PROBLEM DETAILS:
Leaving out all images, write out the records that follow exactly.

ENTRIES:
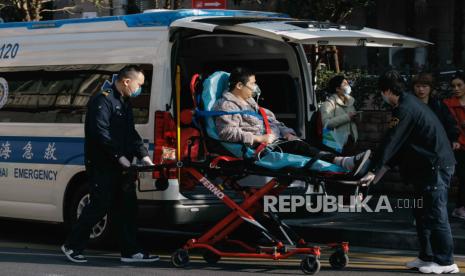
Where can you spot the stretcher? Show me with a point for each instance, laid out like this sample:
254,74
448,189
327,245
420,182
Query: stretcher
232,162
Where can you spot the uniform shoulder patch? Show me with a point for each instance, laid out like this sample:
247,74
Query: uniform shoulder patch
393,122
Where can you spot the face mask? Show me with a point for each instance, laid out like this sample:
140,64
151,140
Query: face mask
256,91
136,93
385,99
347,90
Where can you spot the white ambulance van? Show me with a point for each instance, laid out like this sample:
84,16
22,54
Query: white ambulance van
50,69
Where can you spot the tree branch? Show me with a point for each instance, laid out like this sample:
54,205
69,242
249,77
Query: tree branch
68,10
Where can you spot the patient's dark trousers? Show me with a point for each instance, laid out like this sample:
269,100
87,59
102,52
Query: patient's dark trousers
300,147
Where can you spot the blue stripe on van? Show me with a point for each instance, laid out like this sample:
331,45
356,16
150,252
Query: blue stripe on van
161,18
44,150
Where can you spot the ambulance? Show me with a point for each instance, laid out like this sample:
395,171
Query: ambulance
50,69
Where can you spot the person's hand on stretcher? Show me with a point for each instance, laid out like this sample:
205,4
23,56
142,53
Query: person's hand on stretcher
372,177
264,139
270,138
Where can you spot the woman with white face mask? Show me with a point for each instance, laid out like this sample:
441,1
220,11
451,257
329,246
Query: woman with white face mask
338,112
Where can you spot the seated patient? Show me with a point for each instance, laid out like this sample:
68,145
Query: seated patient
250,130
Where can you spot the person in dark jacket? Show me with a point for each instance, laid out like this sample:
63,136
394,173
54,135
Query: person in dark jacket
111,143
423,88
416,137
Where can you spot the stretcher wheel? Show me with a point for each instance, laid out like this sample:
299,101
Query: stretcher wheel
211,257
180,258
310,265
338,260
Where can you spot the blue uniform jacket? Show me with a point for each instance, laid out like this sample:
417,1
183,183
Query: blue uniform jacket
110,131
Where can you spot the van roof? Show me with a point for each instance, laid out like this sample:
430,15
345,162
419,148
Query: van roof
152,18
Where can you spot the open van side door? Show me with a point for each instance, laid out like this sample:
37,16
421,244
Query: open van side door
302,32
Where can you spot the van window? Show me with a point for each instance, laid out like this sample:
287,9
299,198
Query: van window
59,94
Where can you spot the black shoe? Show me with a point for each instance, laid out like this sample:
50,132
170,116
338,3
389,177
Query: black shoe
139,257
73,255
361,163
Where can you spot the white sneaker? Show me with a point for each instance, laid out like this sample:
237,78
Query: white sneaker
439,269
417,263
73,255
139,258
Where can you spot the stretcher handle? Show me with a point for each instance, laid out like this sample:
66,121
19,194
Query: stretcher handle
149,168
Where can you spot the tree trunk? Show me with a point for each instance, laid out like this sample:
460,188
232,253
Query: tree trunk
458,32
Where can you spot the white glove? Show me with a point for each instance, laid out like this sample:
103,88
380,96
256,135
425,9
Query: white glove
147,161
368,178
123,161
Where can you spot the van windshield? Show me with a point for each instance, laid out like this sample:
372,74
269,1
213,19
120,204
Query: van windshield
59,94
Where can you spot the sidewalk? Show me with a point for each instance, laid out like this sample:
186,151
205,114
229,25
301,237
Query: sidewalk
384,230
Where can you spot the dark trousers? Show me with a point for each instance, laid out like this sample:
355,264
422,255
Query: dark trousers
432,221
460,171
299,147
111,193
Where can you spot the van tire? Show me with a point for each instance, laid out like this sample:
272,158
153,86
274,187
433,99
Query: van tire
102,233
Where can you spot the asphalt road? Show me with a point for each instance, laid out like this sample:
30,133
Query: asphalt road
28,248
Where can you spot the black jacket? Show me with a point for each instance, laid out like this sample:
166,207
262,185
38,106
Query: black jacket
415,139
110,131
446,118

FINISHED TASK:
Where can you spot the stretcher? Show me with a point for each instance, laid out like this sample:
254,74
448,189
327,245
420,182
Query: stretcher
232,162
Where can you spot the uniform shoulder patch? Show me with a point for each instance, laid out like this sample:
247,74
Query: uniform shoulder patch
393,122
Where can you spot the face mask? Show me with a point for each instance, laid out like this sample:
140,64
151,140
Query: face mask
256,91
136,93
385,99
347,90
Where can you spot the white ambulance van? Show me with a point for each instance, laid out like this sample:
84,16
22,54
Query: white ambulance van
50,69
Where can you spot the tree branch? Show me with a point for each instance, laid out like this sample:
54,205
69,242
249,77
Query: tree branch
68,10
Where can you spot the patient's dark trousers? Show me with a point for each instance, laid out like this sample:
269,100
87,59
102,52
Query: patient's dark trousers
300,147
Where can you spot the blue stripe on van? Show me with a point for each instance, laid out like this sample:
331,45
356,16
150,252
Query: blue stripe on van
161,18
44,150
Where can you spot the ambulance? Show me with a point for each instance, laid out like this sample:
395,171
Query: ambulance
50,69
Where can you spot the person's hand on stretcher? Show me with a point for each instance, laid out like this sample:
205,4
23,56
142,53
Query: person's hand on stretcher
372,177
264,139
270,138
Where can you spot the woman with white face mask? Show me with a point for each instance, laid out like this sample:
441,1
220,11
451,257
329,246
Query: woman with white face mask
338,112
Where can you spot the seated patient? Show me with a point for each instance, laid out like this sample:
68,145
Query: seated patient
250,130
Where can you spot the person in dark jacket? Show me with a point for each instance, laid out like this sample:
63,136
394,173
54,135
Query: person in dark jacket
111,143
423,88
416,137
Where can you spot the stretcher wheel? Show me with a point for each instance, laid out like this sample:
299,101
Query: stretcher wheel
211,257
180,258
310,265
338,260
Where can you spot the blue uniform jacket? Show me with a point for each instance, laid out like this sample:
417,1
183,183
Query: blue uniform jacket
110,131
Where can you spot the van roof? Show me with a point for each instance, laid out like this sample:
430,15
345,162
419,148
Query: van roof
152,18
Where can you spot the open van side door? Show me with a point for each instance, laid out like this sample:
37,16
421,244
Query: open van side door
302,32
Where can you spot the van window? Show me with a point for each instance, laid out like this sample:
287,9
299,198
Query: van window
59,94
Where can you spot the black shoe? Show me with a point for each instance, laid out like this sample:
50,132
170,116
338,3
389,177
Query: black shoe
139,257
73,255
361,163
Where can you spot the white sneaker? Show me with a point for each instance, laid out like this sample:
237,78
Query: white sneaker
439,269
417,263
73,255
139,258
Where can you spot the stretcher handle? Show me with a point for each instance, laid out like this sample:
66,121
19,194
Query: stretcher handle
149,168
Where can you spot the tree trunk? Show me with a point for each instance, laid out like this sample:
460,188
232,253
Query: tree trunk
458,32
Where can you spot the white glove? Show me with a point for each instance, laid out like this sample:
103,88
380,96
256,135
425,9
Query: white glove
147,161
368,178
123,161
Where can you spot the van windshield? Show me with a point for each instance, laid out like this sample:
372,74
269,1
213,19
120,204
Query: van windshield
59,94
Where can you spot the sidewalk? Show me with a point for each instance, laid out like this sample:
186,151
205,114
229,25
301,237
Query: sidewalk
384,230
Where can you spot the dark trousers? Show me with a point for each instance, laid out like this sample:
355,264
422,255
Query: dark trousers
432,221
460,171
299,147
111,193
Where can you spot the van tire? Show me with a point for each instance, laid out like this sample:
272,158
153,86
274,187
433,99
Query: van tire
102,233
Where can you spot the asphalt road? Show me with a point for each instance, laid out like this sample:
30,133
Query: asphalt road
28,248
Where can you spot the black jacket? Show me with a point for each instance, laid out like this sample:
166,207
262,185
38,106
Query: black jacket
415,139
110,131
446,118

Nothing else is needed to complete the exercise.